*Instructions to follow*
Recast the lines below as a Markdown table with a Row column for the row number and a Text column for the line, leaving out any blank lines. Leave the pictures out of the answer.

*Data listing*
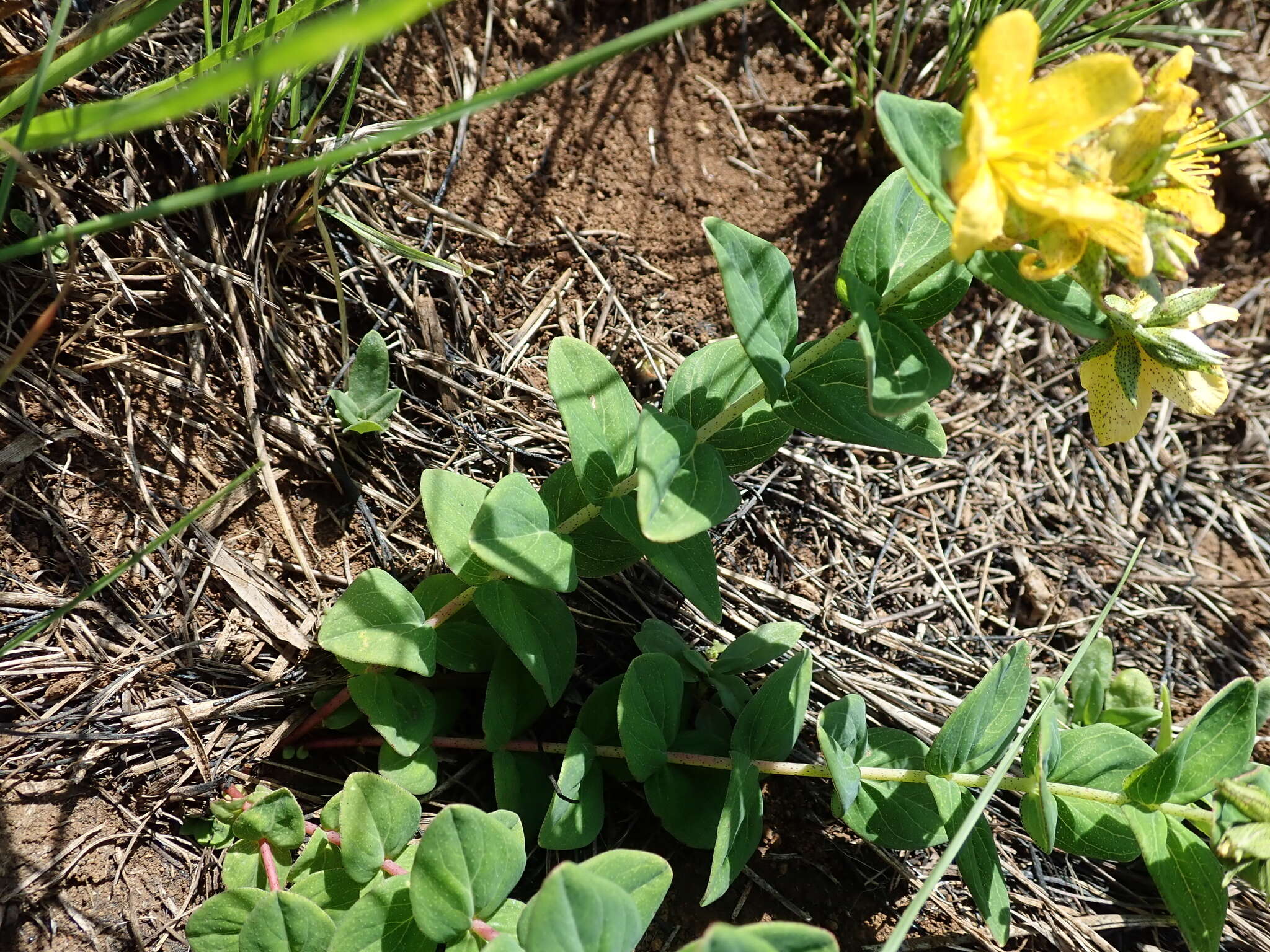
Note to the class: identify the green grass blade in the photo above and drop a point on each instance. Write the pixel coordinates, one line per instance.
(128, 564)
(89, 52)
(308, 46)
(895, 941)
(454, 112)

*Result of this task*
| Row | Text |
|---|---|
| 1 | Note to the class: identify the green grass blade in the photo above and drop a point on each instance. Write the pixel coordinates, one line per instance. |
| 2 | (128, 564) |
| 3 | (89, 52) |
| 4 | (308, 46) |
| 5 | (895, 941) |
| 6 | (454, 112) |